▶ **EXERCISE**: In the passage about Glen Meadmore, what band did he form with Vaginal Davis?

Glen Meadmore is a Canadian musician, actor, and performance artist currently residing in Los Angeles, United States. His music is often described as Cowpunk.

Biography
Glen Meadmore was born in Winnipeg, Manitoba, Canada.  As a teenager, Meadmore played bass and sang with Winnipeg punk band The Psychiatrists.  He later became involved in performance art, and appeared on local community television on his own cable show.  Meadmore is 6'8" tall. 

Meadmore moved to Los Angeles in the early 1980s. He continued to work as a performance artist, appearing at the nightclub the Anti-Club where he became renowned for his outrageous performances. During this time, he met African American queer political performance artist Vaginal Davis and the two formed the band Pedro, Muriel and Esther, also known as PME, one of the earliest queer punk bands. Both Meadmore and "Vag" performed with the band in drag. Meadmore also utilized his drag persona for underground films he was making with director John Aes-Nihil, such as The Drift. He abandoned this persona in his later films, once again playing male roles.

Meadmore developed a "country punk" persona for solo albums he began recording in 1985.  Glen's first two albums blended country stylings and country-style "yodeling" with new wave synthpop production popular at the time, which proved to be an odd and striking mélange. Drag superstar RuPaul performed as a backup singer to Meadmore, along with Vaginal Davis.

▶ **ROWS**:

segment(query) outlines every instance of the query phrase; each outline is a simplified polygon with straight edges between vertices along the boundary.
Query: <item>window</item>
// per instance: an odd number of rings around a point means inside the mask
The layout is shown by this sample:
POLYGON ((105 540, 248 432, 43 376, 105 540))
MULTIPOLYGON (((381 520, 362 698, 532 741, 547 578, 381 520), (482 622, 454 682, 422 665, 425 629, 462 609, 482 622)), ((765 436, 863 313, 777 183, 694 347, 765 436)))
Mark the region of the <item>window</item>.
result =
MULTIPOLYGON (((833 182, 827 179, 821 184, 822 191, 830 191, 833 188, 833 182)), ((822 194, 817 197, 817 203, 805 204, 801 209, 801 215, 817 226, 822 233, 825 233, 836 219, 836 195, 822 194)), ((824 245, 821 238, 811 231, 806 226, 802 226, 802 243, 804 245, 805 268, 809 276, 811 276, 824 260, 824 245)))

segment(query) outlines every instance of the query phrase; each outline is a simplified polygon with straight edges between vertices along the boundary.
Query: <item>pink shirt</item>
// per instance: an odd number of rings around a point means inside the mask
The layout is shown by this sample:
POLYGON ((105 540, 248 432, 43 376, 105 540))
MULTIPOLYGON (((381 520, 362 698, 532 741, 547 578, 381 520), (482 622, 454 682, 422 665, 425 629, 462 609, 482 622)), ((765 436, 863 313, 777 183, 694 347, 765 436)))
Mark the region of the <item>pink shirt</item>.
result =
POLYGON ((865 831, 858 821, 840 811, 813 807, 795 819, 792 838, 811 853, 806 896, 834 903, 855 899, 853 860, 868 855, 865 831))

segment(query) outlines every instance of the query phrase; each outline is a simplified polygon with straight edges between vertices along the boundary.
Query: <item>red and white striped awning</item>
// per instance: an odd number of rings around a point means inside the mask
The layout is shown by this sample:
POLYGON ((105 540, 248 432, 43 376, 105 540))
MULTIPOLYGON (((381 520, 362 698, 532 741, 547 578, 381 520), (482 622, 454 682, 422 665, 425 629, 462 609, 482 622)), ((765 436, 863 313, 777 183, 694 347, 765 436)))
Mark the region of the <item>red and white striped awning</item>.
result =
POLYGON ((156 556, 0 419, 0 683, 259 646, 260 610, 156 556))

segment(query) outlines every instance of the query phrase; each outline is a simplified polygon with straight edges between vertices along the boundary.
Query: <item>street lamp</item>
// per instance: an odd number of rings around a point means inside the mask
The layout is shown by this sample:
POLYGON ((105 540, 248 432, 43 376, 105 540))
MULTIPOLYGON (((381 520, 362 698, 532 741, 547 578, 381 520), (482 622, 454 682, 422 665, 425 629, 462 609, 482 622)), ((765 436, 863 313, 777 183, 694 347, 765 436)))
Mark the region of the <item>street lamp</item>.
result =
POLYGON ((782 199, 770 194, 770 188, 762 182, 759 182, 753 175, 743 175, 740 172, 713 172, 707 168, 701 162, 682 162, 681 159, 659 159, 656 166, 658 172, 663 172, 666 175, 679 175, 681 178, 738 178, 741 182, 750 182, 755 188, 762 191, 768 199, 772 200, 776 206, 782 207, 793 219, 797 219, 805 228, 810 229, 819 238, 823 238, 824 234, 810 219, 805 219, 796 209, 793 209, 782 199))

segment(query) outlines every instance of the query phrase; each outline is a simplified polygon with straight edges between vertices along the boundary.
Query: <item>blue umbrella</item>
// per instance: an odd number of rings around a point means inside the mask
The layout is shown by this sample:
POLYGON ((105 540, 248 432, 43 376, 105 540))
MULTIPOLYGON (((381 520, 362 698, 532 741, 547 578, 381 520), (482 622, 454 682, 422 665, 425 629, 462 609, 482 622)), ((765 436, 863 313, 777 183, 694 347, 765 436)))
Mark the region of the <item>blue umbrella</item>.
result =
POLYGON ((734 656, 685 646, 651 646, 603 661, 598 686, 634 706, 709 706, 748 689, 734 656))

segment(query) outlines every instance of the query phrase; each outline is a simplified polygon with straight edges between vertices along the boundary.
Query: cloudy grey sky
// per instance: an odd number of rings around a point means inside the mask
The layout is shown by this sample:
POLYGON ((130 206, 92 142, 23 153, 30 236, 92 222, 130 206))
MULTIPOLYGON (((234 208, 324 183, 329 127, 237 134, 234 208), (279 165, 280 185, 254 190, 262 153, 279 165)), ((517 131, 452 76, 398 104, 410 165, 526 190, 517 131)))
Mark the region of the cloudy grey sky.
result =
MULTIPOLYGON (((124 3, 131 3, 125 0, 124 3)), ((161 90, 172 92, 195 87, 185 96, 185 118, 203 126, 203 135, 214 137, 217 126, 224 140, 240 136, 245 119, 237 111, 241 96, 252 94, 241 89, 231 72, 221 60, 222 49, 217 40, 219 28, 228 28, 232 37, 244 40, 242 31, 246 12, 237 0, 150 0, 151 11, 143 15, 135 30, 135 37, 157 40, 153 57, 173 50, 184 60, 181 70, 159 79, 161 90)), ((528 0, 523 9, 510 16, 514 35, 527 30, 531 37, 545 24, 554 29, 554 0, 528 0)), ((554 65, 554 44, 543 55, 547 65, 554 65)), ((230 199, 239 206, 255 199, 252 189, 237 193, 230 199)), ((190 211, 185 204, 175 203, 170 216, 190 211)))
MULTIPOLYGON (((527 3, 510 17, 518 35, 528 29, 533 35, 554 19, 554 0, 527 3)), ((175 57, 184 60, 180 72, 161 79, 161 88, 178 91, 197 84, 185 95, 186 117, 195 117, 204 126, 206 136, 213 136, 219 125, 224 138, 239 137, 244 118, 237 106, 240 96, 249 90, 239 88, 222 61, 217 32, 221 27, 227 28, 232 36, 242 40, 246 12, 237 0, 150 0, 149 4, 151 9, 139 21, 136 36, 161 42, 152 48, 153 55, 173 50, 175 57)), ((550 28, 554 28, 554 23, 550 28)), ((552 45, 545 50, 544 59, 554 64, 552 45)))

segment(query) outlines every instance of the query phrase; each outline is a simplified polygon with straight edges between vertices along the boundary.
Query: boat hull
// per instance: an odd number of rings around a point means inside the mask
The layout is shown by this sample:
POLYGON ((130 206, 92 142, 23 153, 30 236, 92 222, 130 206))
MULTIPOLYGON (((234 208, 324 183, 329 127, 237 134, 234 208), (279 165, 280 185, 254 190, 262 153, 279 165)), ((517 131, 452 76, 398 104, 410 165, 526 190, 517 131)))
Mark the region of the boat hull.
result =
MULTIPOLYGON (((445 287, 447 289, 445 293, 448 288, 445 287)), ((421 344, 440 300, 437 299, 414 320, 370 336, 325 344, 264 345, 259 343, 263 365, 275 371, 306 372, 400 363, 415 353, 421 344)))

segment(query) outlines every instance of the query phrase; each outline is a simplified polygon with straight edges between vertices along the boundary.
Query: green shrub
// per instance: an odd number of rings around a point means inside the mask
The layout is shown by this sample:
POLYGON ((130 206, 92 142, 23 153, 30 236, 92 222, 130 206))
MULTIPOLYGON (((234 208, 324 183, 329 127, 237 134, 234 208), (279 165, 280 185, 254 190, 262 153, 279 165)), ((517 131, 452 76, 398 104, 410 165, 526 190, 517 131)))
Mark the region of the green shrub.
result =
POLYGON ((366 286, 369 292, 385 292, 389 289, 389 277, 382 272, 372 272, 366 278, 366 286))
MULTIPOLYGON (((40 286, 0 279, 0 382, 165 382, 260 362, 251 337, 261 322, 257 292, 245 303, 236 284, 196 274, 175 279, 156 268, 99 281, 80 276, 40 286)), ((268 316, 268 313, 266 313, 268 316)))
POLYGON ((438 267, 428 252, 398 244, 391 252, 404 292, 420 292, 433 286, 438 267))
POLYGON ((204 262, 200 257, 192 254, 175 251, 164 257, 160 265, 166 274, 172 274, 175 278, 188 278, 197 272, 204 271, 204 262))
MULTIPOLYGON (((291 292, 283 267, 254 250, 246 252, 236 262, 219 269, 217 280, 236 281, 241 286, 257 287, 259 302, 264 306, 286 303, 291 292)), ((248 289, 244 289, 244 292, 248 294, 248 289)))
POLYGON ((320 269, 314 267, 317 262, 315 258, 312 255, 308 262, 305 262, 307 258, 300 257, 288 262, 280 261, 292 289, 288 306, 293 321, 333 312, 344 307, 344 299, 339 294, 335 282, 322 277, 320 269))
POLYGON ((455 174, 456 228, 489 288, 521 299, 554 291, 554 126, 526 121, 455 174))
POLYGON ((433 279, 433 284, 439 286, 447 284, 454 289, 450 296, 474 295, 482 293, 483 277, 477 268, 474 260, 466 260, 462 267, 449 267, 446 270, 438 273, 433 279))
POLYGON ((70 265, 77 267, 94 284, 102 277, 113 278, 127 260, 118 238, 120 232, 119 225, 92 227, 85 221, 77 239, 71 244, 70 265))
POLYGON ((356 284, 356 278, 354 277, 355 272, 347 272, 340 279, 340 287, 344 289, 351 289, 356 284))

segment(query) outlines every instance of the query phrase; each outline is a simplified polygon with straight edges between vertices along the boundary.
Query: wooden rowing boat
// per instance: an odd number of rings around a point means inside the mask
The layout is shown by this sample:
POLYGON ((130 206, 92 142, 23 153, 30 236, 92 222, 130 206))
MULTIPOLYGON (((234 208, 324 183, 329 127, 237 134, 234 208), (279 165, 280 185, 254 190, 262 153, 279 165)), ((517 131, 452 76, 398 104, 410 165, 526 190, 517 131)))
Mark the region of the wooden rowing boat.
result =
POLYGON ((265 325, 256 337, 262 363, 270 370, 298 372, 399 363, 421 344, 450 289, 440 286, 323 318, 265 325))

▶ **OUTPUT OF THE EXERCISE**: Pedro, Muriel and Esther, also known as PME.